BEGIN Input data
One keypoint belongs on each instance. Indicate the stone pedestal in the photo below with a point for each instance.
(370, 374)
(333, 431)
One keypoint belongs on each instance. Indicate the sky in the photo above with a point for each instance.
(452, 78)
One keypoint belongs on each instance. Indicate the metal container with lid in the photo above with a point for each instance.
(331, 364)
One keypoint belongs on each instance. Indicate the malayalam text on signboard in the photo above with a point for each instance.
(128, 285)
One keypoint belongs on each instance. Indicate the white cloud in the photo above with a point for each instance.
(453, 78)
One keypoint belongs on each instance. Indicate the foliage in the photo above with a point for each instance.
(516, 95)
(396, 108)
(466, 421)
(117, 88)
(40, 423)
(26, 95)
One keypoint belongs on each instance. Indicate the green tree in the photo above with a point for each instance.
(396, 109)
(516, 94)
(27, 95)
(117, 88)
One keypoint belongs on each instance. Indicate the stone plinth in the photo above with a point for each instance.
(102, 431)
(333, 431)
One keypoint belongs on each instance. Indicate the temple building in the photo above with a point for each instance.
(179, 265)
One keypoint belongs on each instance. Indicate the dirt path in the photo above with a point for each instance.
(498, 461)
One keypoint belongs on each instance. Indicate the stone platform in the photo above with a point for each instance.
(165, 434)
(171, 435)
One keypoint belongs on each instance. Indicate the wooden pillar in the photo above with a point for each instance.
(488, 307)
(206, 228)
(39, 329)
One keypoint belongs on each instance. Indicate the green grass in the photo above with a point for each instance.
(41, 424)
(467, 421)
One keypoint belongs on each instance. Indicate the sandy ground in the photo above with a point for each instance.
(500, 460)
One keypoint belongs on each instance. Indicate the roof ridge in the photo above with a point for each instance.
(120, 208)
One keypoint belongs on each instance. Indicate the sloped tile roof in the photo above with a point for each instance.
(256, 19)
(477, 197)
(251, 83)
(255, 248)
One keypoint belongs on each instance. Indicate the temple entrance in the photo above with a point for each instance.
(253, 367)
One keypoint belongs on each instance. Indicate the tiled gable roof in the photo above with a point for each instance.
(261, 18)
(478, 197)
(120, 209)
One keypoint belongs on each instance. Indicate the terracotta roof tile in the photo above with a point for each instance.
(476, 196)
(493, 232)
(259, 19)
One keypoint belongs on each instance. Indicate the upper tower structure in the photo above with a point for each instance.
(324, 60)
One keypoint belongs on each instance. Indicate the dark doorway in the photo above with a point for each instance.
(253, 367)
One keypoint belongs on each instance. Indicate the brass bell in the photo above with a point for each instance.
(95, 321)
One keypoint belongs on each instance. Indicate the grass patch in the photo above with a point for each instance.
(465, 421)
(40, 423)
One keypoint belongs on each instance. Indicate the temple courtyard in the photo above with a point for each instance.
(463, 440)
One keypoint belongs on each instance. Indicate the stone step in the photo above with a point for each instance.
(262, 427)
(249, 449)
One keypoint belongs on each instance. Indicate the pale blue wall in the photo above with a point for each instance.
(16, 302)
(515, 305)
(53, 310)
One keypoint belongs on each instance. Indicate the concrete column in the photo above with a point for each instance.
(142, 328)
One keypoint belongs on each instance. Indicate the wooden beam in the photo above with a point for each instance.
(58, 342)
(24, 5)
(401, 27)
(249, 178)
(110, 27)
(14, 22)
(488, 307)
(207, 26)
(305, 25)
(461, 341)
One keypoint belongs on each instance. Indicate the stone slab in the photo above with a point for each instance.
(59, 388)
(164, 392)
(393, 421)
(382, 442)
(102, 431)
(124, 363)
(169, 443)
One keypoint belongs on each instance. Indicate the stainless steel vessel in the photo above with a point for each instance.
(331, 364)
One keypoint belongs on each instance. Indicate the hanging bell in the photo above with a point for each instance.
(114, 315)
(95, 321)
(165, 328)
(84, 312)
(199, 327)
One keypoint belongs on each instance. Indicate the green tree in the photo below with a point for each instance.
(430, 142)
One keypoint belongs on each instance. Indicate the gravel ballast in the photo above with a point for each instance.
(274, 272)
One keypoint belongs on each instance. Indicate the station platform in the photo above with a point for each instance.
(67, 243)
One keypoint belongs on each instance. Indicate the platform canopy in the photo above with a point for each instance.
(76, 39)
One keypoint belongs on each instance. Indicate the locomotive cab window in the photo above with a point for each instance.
END Input data
> [Problem to work on]: Every entry should be printed again exactly as written.

> [Exercise response]:
One keypoint belongs on each instance. Indicate the stone pedestal in the photo below with a point for each instance.
(370, 374)
(333, 431)
One keypoint belongs on each instance. Indicate the sky in the photo above with a point for each instance.
(452, 78)
One keypoint belongs on each instance. Indicate the metal container with lid in the photo above with a point for each instance.
(331, 364)
One keypoint belongs on each instance. Indicate the malayalam text on signboard in the photo above with a point for each instance.
(128, 285)
One keypoint belongs on each instance. Indicate the white cloud in the photo above with a point for each instance.
(453, 78)
One keypoint belongs on each instance. Indicate the foliage in the photo above with a point for each instance.
(516, 95)
(396, 108)
(466, 421)
(117, 88)
(40, 423)
(26, 95)
One keypoint belongs on each instance. Indicate the green tree in the photo above with a point for each instance.
(396, 109)
(516, 94)
(27, 95)
(117, 88)
One keypoint belongs on each instance. Indicate the stone plinth in the photo above with a point for each instance.
(102, 431)
(333, 431)
One keypoint belongs on each instance. Indicate the temple building in the photo above with a point for each instance.
(179, 265)
One keypoint belongs on each instance. Indicate the dirt path in the photo above with a point for each instance.
(498, 461)
One keypoint belongs on each instance. Indicate the stone platform in the photo above with a point for each instance.
(165, 434)
(171, 435)
One keypoint belongs on each instance. Indicate the wooden pillar in the photo above with a point for each instance.
(488, 307)
(206, 228)
(39, 329)
One keypoint belongs on each instance. Indicate the green grass in the photo above with a point for each instance.
(41, 424)
(467, 421)
One keypoint belongs on each instance. Indicate the sandy ground in the photo above with a point for each instance.
(500, 460)
One keypoint belongs on each instance. Indicate the roof ridge in the photo above with a point for each instance.
(120, 208)
One keypoint belongs on each instance. Indicate the sloped tile roof in the photo above with a point for each instance.
(256, 19)
(477, 197)
(251, 83)
(255, 248)
One keypoint belongs on each instance. Indicate the temple entrance in the photo above with a point for each instance.
(253, 367)
One keypoint belongs on each instance. Indicate the tiled gable roof in the photo above with a point for each instance.
(261, 18)
(478, 197)
(120, 209)
One keypoint belongs on each instance. Indicate the terracotta roof tile in the photo above with a point for each instance.
(476, 196)
(493, 232)
(259, 19)
One keypoint belongs on each instance. Indicate the upper tower structure in the photo above with a point for each instance.
(324, 60)
One keypoint belongs on each instance. Indicate the dark doorway in the photo above with a point for each instance.
(253, 367)
One keypoint belongs on each instance. Indicate the brass bell in the photo above with a point for each instance.
(95, 321)
One keypoint belongs on each instance. Indicate the grass patch in the photo above with a point for each instance.
(465, 421)
(40, 423)
One keypoint belongs on each instance. Indicate the temple courtyard in the photo above with a point for each instance.
(463, 440)
One keypoint belongs on each instance. Indicate the stone step in the photo above with a point for each instance.
(262, 427)
(249, 449)
One keypoint belongs on each instance. Indicate the pale blue wall in the photo above with a point for each instance.
(16, 302)
(515, 305)
(53, 310)
One keypoint belongs on each instance. Indicate the concrete column in the photo above with a point for each instance.
(142, 328)
One keypoint belongs on each instance. Indicate the wooden beam in the photo above with a point for each instance.
(58, 342)
(24, 5)
(401, 27)
(249, 178)
(110, 27)
(14, 22)
(488, 307)
(207, 26)
(305, 25)
(461, 341)
One keypoint belongs on each instance. Indicate the stone slab in the photo above with a point for each instance.
(59, 388)
(164, 392)
(393, 421)
(382, 442)
(102, 431)
(124, 363)
(169, 443)
One keypoint belongs on each instance. Indicate the stainless steel vessel in the photo above with a point for each instance.
(331, 364)
One keypoint belongs on each instance. Indicate the hanging bell in the photo above with a point for each instance.
(114, 315)
(95, 321)
(165, 328)
(84, 312)
(199, 327)
One keypoint belongs on each instance. Indicate the green tree in the photo below with a point for each instance.
(430, 142)
One keypoint belongs on each instance. Indicate the gravel ballast in the photo above with a point for each instance.
(274, 272)
One keypoint belongs on each instance. Indicate the station platform in the photo above with a point for each instance.
(67, 243)
One keypoint belongs on each instance. Indicate the platform canopy in the photo above with a point for each instance.
(76, 39)
One keypoint belongs on each instance. Indicate the locomotive cab window in the photo above with a point for each instance.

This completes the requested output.